Copy out the following lines word for word, with nothing changed.

**RECORDED INFORMATION**:
======

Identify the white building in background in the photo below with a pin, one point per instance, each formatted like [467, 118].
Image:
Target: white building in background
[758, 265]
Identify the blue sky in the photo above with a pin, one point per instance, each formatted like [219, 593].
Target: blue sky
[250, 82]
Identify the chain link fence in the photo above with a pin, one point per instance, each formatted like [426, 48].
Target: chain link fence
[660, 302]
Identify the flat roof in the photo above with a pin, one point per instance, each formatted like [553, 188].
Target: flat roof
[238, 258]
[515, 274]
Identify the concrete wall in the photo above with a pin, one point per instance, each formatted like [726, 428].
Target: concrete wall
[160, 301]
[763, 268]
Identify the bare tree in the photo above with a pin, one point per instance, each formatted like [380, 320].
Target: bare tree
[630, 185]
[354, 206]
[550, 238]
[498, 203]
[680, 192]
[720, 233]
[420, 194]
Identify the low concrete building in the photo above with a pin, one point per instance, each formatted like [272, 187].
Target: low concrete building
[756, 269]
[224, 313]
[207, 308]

======

**RESULT OF THIS TASK**:
Identify the white building in background in the photo below with a pin, one point per instance, each formatted like [467, 118].
Image:
Target: white building in background
[758, 265]
Identify the blue sky in the photo above with a pin, one point per instance, each formatted like [219, 593].
Target: blue sky
[250, 82]
Identify the chain link fence in the photo above with a pin, one point per instance, each formatted like [426, 48].
Target: chain link fence
[660, 302]
Identify the flat roof in the photo above with a pin, one point per instance, each formatted like [553, 188].
Target: flat roof
[238, 258]
[515, 274]
Identify the concrete wall in the photo above with a pin, one point per instance, each formatted like [726, 428].
Target: concrete wall
[160, 301]
[763, 268]
Identify the bare tree in the photo above with a pin, one point per instance, each formatted like [380, 320].
Target: bare tree
[630, 185]
[354, 206]
[550, 238]
[498, 203]
[680, 192]
[720, 233]
[420, 194]
Identify the low concrete building in the photo above with a pin, one point per instance, each formatted like [272, 187].
Target: low concrete building
[756, 269]
[224, 313]
[207, 308]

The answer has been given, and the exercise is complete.